> _Passage provided_
Back when I was an entertainment lawyer representing clients like Michael Jackson, Quincy Jones, Lionel Richie, and major motion picture studios, I had to show up at work every day ready to meet with movers and shakers. My law firm was in Beverly Hills, and you don’t just shlep around Beverly Hills, lest God forbid you’re mistaken for a tourist. No, I had to appear like I truly belonged to that insular world of wealth, prestige, and celebrity.
And that meant always looking the part.
I did everything I could to meet the unspoken but stringent expectations—the hundred-dollar haircut, the charcoal gray Armani suit. My embossed vellum business card exuded credibility, my crocodile portfolio was the epitome of professionalism. No one would ever suspect the truth that lay beneath my polished facade: that I was severely mentally ill, struggling with a pernicious case of treatment-resistant bipolar disorder. I was convinced that the only way to keep myself safe—and employed—was to hide my secret self.
So I never showed up at work when I was acutely depressed. Depression leaches all the color and life from my face—I look ravaged, no matter how much makeup I spackle on. I can’t summon the energy to get in the shower, and no amount of Chanel No. 5 can disguise my inner stench of failure. I know that nothing I do can stop the inevitable march toward decay, so what’s the point of trying?
I used a thousand excuses to hide my many absences, most of them alleging some physical ailment, all of them well-rehearsed after a lifetime of hiding. I don’t know why no one ever guessed I was lying; I suppose I was as convincing a liar as I was a lawyer. My facade was as bulletproof as my pleadings, and no one ever saw the sorry mess that lived behind the mask.
That was decades ago; a great deal has changed since then.
I stopped self-medicating my illness, for one thing, and with sobriety came the bloom of better health. The right medications and rigorous therapy have helped lift the heavy burden of depression, so I move through the world with a lighter step. I no longer fantasize about killing myself, and that renewed commitment to life has brought a certain spark to my eyes—I’m curious now, and curiosity helps to keep one fresh. Of course, I can’t stop what aging has in store for me, but practicing mindfulness has allowed me to slow life down to the present moment. And in the present moment, life tastes sweet.

> _Supplied material_
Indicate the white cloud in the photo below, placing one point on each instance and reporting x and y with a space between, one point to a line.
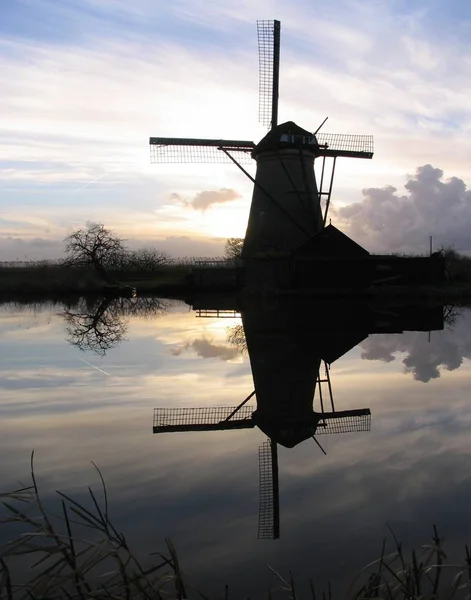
425 358
81 111
386 220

> _Aim of the exercise_
According to the passage, in what city was the narrator's law firm located? Please rely only on the passage, not on the material.

> _Reply_
Beverly Hills.